Please pull out every line of the items below that contains the word "woman" and copy each of those lines in full.

Object detection data
·····

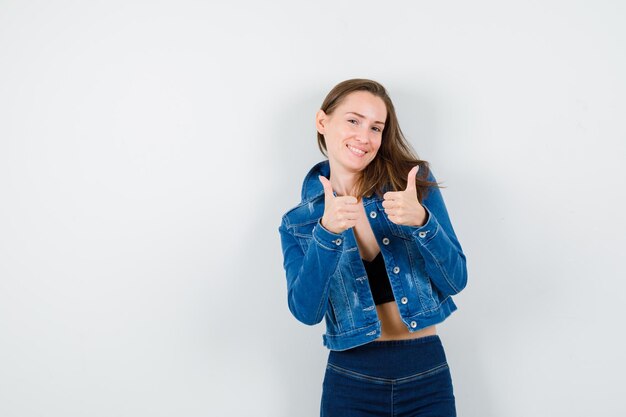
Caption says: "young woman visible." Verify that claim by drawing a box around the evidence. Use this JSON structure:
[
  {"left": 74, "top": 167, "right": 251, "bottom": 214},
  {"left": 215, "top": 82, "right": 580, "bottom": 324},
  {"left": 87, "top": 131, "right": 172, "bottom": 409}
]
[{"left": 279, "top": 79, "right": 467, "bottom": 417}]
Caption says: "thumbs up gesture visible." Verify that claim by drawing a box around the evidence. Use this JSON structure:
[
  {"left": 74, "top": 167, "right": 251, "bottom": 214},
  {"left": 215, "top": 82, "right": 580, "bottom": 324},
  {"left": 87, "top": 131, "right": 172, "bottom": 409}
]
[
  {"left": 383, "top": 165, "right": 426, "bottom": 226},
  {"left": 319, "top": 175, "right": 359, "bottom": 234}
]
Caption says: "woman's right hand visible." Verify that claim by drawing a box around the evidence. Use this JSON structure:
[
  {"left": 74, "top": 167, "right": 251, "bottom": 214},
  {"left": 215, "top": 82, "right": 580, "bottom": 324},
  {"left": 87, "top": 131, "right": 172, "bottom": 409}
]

·····

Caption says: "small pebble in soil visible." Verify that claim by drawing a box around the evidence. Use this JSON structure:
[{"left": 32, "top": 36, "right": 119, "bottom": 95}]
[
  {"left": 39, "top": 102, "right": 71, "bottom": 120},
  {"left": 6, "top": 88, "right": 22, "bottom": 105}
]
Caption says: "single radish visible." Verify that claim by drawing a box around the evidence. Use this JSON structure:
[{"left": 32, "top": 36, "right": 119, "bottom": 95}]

·····

▶ Problem solution:
Caption says: "young woman visible." Verify that claim by drawing a box around the evidence. Use this JSON structure:
Caption says: "woman's right hand visible." Verify that claim by drawing a box around the evidence. Use this JSON structure:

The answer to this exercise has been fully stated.